> _Excerpt to read_:

[Start of Attachment]

From UPSC perspective, the following things are important :

Prelims level: Doomsday Vault

Mains level: Not Much

 

The Svalbard Global Seed Vault — referred to as the earth’s ‘doomsday vault’ — now contains about 1.05 million seeds.

Global Seed Vault

  • The vault — in the island of Spitsbergen, midway between Norway and the North Pole — opened in 2008 and preserves seeds for several food varieties.
  • The aim of the vault is to preserve a vast variety of crop seeds in the case of a doomsday event, calamity, climate change or national emergency.
  • The vault is artificially cooled at temperatures of minus 18 degrees Celsius.
  • The low temperature and limited access to oxygen will ensure low metabolic activity and delay seed ageing.
  • The permafrost surrounding the facility will help maintain the low temperature of the seeds if the electricity supply fails.

Access to seeds

  • Vault seed samples are copies of samples stored in the depositing genebanks.

[End of Attachment]

> _Task to carry out_: According to the doomsday vault excerpt, at what temperature is the vault artificially cooled?

> _Referring expression pointing data_:
[Start of Attachment]

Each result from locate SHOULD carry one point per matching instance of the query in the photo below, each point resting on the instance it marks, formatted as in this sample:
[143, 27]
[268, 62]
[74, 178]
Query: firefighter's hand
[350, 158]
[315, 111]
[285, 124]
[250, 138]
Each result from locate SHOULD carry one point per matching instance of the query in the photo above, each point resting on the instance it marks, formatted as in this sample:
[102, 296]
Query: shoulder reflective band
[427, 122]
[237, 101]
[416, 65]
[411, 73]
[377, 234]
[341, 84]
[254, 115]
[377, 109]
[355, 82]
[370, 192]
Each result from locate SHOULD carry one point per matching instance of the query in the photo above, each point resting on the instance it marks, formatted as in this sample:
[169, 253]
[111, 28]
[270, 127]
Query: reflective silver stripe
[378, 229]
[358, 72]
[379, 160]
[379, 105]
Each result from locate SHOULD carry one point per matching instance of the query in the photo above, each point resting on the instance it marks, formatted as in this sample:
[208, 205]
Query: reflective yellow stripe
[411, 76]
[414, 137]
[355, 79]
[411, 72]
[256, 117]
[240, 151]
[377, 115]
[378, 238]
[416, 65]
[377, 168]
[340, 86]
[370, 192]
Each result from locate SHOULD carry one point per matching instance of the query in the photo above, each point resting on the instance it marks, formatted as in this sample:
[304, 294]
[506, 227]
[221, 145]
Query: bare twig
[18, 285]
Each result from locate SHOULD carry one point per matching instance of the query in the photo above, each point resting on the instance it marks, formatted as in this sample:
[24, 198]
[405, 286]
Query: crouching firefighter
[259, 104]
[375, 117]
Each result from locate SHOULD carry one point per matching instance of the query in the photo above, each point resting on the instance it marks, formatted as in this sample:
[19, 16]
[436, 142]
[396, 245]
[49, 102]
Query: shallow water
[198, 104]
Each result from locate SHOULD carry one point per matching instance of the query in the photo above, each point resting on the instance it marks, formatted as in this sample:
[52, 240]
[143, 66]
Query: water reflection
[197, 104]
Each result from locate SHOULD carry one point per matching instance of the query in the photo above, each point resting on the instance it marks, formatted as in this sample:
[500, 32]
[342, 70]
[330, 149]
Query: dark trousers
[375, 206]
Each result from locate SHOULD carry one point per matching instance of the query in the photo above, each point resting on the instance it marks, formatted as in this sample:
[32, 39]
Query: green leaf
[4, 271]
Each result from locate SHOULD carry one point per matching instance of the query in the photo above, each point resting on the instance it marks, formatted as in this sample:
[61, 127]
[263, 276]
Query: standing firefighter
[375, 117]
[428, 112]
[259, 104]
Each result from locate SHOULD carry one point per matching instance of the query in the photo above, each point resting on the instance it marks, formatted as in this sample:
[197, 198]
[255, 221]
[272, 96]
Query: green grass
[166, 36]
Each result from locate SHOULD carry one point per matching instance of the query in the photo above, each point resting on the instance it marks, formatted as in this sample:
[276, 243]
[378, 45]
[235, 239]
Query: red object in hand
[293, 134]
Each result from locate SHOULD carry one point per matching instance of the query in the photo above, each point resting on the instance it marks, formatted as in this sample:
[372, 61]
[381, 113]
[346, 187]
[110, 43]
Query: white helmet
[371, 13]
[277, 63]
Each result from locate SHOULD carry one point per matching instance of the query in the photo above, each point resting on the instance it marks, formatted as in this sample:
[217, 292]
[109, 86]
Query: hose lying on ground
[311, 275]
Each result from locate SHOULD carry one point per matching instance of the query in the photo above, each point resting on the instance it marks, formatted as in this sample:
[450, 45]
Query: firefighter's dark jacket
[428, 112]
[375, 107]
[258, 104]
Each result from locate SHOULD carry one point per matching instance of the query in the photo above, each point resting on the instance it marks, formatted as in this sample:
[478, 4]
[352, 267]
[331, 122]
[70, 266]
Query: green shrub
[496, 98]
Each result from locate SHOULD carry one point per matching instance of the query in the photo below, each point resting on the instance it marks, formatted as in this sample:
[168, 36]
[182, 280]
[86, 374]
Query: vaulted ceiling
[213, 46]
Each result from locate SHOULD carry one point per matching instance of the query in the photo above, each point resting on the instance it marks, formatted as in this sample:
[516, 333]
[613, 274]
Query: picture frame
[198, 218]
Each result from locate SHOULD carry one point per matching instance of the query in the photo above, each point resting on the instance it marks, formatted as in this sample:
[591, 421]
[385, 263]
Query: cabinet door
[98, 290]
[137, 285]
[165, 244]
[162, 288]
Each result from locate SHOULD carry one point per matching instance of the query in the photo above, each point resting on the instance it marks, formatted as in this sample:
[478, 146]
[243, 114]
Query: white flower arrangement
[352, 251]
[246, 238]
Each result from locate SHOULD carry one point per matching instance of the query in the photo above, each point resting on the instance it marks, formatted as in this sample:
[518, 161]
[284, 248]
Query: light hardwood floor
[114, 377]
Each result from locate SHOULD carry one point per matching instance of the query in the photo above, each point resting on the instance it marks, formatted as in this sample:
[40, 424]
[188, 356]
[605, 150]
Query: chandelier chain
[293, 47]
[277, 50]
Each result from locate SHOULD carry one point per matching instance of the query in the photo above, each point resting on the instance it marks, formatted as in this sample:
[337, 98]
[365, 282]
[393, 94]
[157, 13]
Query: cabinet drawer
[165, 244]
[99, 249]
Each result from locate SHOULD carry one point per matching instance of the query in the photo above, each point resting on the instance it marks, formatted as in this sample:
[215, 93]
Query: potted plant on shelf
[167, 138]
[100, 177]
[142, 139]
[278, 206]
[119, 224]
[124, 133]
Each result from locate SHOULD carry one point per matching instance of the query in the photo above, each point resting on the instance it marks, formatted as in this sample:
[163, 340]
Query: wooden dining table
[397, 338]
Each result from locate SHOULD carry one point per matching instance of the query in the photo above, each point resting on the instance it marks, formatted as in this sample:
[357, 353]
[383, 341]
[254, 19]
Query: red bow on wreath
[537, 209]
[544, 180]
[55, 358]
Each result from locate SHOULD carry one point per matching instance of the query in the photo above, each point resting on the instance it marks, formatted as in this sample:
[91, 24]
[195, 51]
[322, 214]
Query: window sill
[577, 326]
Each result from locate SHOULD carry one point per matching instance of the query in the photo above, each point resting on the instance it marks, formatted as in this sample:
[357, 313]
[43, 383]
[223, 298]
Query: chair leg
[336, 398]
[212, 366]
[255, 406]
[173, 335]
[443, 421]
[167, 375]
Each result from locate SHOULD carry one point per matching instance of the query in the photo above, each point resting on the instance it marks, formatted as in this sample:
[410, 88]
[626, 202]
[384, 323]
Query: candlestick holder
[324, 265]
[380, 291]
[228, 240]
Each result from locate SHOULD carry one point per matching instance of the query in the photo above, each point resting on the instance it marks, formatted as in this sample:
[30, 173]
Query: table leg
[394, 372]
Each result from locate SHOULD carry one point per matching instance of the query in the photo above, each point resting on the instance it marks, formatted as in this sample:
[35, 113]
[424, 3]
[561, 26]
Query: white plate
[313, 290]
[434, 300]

[End of Attachment]

> _Solution_: Minus 18 degrees Celsius.